ENUNCIADO:
Transcreva na íntegra o relato sobre esclerose múltipla apresentado abaixo.

TEXTO CITADO:
Não penso mais no futuro como antes. Hoje, minha energia está concentrada no tempo presente, no que estou vivendo agora. A doença provocou uma revolução em mim. Foram dois anos de momentos terríveis, sem entender o que estava acontecendo comigo, com o meu corpo. Cheguei a um ponto, no auge das crises, em que só conseguia chorar e rezar. Depois de uma peregrinação por doze médicos, de endocrinologistas e clínicos a psiquiatras, finalmente veio o diagnóstico, em novembro de 2021: esclerose múltipla — uma doença neurológica autoimune e degenerativa. No meu caso, ela provavelmente foi causada pelo vírus Epstein-Barr (o EBV, da mesma família da herpes), identificado havia um mês e que já se sabe ser desencadeador de vários males. Tive medo, pânico, e ficava me perguntando: “Como assim, não tem cura? Não vou ficar boa?”. Por mais duro que seja atravessar isso tudo, a doença deu um novo significado à minha vida.

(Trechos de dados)

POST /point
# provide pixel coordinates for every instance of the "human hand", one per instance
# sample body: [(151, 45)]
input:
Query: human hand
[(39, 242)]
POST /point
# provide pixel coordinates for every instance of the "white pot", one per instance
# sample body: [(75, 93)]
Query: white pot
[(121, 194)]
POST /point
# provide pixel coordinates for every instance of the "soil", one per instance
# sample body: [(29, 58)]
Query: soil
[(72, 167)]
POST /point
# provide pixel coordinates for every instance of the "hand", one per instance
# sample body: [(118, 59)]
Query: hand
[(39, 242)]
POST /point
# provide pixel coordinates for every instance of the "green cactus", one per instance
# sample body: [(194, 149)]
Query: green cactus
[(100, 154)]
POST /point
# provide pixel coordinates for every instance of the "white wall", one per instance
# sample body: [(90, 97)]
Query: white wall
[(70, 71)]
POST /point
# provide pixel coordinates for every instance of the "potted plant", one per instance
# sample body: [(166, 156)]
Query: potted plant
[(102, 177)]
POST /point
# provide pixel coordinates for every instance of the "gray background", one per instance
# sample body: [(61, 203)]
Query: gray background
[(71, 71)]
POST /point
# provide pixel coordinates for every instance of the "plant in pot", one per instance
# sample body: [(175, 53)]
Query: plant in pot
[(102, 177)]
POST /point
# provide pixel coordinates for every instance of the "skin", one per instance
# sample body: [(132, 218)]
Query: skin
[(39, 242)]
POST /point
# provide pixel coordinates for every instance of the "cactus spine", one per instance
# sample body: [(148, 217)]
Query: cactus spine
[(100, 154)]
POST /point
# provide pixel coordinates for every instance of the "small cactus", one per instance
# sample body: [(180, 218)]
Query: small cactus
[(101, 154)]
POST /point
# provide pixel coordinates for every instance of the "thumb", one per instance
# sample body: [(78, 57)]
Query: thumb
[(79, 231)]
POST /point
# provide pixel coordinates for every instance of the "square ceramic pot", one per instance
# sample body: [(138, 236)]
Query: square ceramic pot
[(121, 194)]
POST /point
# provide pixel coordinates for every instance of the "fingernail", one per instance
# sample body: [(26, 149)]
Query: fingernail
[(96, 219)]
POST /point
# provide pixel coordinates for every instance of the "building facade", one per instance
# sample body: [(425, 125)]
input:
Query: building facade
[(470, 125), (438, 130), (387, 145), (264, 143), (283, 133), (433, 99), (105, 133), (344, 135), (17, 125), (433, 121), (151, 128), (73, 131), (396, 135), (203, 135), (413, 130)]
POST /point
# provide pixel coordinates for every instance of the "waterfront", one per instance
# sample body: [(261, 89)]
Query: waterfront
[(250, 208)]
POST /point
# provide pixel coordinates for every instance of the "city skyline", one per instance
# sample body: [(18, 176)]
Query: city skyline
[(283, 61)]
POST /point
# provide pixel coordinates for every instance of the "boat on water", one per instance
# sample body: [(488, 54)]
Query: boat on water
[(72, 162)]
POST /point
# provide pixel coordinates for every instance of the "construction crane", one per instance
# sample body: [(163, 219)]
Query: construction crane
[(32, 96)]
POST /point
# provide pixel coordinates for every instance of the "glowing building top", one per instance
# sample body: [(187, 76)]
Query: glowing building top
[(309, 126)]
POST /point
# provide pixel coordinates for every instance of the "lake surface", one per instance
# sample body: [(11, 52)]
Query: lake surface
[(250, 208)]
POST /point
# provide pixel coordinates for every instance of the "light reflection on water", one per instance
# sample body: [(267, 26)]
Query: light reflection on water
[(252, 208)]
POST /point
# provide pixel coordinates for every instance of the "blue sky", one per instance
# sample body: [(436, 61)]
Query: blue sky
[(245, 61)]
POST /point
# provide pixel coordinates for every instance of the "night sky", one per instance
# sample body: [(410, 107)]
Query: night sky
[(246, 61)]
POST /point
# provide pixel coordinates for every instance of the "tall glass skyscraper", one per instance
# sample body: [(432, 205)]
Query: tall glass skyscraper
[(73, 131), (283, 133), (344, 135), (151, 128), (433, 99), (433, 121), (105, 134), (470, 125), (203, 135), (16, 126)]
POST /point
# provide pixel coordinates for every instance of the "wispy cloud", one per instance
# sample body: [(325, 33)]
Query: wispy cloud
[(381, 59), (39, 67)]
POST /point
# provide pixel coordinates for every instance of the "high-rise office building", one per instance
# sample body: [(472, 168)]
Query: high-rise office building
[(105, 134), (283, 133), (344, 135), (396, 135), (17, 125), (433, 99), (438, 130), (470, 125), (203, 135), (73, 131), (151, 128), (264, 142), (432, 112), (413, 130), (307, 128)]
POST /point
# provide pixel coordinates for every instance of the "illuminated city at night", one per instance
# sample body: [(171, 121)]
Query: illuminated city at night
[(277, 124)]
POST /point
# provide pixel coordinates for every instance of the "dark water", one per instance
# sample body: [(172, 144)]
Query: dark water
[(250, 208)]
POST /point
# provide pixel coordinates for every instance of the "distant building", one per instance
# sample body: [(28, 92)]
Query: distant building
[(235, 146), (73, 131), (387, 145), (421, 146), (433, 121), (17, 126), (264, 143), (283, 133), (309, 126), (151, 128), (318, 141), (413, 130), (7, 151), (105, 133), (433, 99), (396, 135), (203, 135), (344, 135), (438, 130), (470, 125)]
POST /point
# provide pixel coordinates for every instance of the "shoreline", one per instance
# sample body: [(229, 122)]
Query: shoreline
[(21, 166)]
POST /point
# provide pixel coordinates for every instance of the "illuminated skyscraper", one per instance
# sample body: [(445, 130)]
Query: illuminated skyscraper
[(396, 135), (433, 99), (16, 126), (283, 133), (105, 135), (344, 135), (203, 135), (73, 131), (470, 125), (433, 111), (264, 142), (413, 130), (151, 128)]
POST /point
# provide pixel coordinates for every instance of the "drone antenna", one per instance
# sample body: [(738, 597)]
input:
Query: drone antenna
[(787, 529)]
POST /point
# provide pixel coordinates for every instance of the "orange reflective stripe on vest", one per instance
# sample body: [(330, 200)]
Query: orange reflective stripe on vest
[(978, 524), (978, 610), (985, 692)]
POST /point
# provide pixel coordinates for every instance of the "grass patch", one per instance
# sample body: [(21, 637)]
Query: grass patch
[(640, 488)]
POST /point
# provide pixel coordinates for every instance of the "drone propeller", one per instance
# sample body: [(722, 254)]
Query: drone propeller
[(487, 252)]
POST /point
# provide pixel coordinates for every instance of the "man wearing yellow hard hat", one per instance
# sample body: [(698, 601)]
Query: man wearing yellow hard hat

RESPOSTA:
Não penso mais no futuro como antes. Hoje, minha energia está concentrada no tempo presente, no que estou vivendo agora. A doença provocou uma revolução em mim. Foram dois anos de momentos terríveis, sem entender o que estava acontecendo comigo, com o meu corpo. Cheguei a um ponto, no auge das crises, em que só conseguia chorar e rezar. Depois de uma peregrinação por doze médicos, de endocrinologistas e clínicos a psiquiatras, finalmente veio o diagnóstico, em novembro de 2021: esclerose múltipla — uma doença neurológica autoimune e degenerativa. No meu caso, ela provavelmente foi causada pelo vírus Epstein-Barr (o EBV, da mesma família da herpes), identificado havia um mês e que já se sabe ser desencadeador de vários males. Tive medo, pânico, e ficava me perguntando: “Como assim, não tem cura? Não vou ficar boa?”. Por mais duro que seja atravessar isso tudo, a doença deu um novo significado à minha vida.